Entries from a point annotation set
━━━━━━━━━━━━━━━━

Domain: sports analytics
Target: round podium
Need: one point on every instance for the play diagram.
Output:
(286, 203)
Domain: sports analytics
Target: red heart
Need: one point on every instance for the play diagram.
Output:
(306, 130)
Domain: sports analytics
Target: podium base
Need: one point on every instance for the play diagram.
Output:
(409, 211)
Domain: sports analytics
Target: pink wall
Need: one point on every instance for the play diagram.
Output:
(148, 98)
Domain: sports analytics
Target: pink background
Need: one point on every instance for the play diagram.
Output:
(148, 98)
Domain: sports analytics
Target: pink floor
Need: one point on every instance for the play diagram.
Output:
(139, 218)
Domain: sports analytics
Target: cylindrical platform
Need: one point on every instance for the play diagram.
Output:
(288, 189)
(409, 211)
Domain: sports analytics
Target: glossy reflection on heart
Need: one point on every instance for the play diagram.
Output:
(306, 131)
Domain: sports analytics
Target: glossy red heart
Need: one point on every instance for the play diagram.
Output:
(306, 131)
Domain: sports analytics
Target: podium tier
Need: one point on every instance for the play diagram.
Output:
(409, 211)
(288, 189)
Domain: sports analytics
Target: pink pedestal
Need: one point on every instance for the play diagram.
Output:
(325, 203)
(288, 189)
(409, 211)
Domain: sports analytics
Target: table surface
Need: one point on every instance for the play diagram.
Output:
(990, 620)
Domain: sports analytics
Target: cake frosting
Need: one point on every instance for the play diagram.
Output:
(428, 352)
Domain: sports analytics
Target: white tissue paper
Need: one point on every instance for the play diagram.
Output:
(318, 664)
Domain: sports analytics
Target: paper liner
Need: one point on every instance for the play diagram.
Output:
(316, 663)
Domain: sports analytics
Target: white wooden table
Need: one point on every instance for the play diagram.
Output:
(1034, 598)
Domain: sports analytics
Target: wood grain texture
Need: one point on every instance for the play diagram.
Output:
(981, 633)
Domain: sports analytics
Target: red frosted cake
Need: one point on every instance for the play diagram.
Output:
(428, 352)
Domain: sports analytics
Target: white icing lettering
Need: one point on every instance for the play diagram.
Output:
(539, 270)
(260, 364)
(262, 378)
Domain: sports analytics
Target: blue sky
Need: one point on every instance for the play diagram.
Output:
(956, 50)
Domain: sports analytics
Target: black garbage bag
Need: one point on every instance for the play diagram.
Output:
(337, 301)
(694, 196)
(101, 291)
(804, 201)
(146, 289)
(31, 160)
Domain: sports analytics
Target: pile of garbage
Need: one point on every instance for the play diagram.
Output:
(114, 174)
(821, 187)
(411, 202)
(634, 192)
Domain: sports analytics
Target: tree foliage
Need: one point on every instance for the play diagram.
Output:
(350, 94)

━━━━━━━━━━━━━━━━

◆ **STATED GOAL**
Go through the data and return every record exactly.

◆ **FINISHED ANSWER**
Domain: sports analytics
Target: round podium
Need: one point on every instance for the play diagram.
Output:
(286, 203)
Domain: sports analytics
Target: red heart
Need: one point on every instance for the play diagram.
Output:
(306, 130)
Domain: sports analytics
Target: podium base
Need: one point on every instance for the play diagram.
Output:
(409, 211)
Domain: sports analytics
Target: pink wall
Need: one point on every instance for the play diagram.
Output:
(148, 98)
Domain: sports analytics
Target: pink background
Need: one point on every instance for the play diagram.
Output:
(148, 98)
Domain: sports analytics
Target: pink floor
Need: one point on every instance for the play diagram.
Output:
(139, 218)
Domain: sports analytics
Target: cylindrical platform
Need: one point on every instance for the play diagram.
Output:
(288, 189)
(409, 211)
Domain: sports analytics
Target: glossy reflection on heart
Need: one point on every instance for the play diagram.
Output:
(306, 131)
Domain: sports analytics
Target: glossy red heart
Need: one point on every instance for the play diagram.
Output:
(306, 131)
Domain: sports analytics
Target: podium tier
Need: one point on every instance for the play diagram.
Output:
(409, 211)
(288, 189)
Domain: sports analytics
Target: pink pedestal
Need: one point on every instance for the play diagram.
Output:
(325, 203)
(288, 189)
(409, 211)
Domain: sports analytics
Target: table surface
Need: one point on every instance for the play diagram.
Output:
(990, 620)
Domain: sports analytics
Target: cake frosting
Need: one point on every instance for the play diagram.
Output:
(428, 352)
Domain: sports analytics
Target: white tissue paper
Need: one point on every instance for the play diagram.
Output:
(318, 664)
Domain: sports analytics
Target: paper liner
Need: one point on every instance for the play diagram.
Output:
(316, 663)
Domain: sports analytics
Target: white wooden table
Need: one point on every instance for the play diagram.
Output:
(1034, 598)
Domain: sports analytics
Target: wood grain texture
Need: one point on every instance for the play diagram.
Output:
(981, 633)
Domain: sports analytics
Target: red frosted cake
Need: one point on every instance for the play diagram.
Output:
(428, 352)
Domain: sports analytics
Target: white icing lettering
Need: one point on every instance for the play diagram.
Output:
(539, 270)
(260, 364)
(262, 378)
Domain: sports analytics
Target: blue sky
Need: one point on every instance for the play diagram.
Output:
(956, 50)
Domain: sports analytics
Target: black garbage bag
Need: one point on every instance for the play diagram.
Output:
(337, 301)
(694, 196)
(101, 291)
(804, 201)
(146, 289)
(31, 160)
Domain: sports analytics
Target: pile of garbage
Need: one point on every instance for the play diagram.
Output:
(114, 174)
(821, 187)
(411, 202)
(634, 192)
Domain: sports analytics
Target: tree foliage
Need: one point on every instance for the play diagram.
Output:
(350, 94)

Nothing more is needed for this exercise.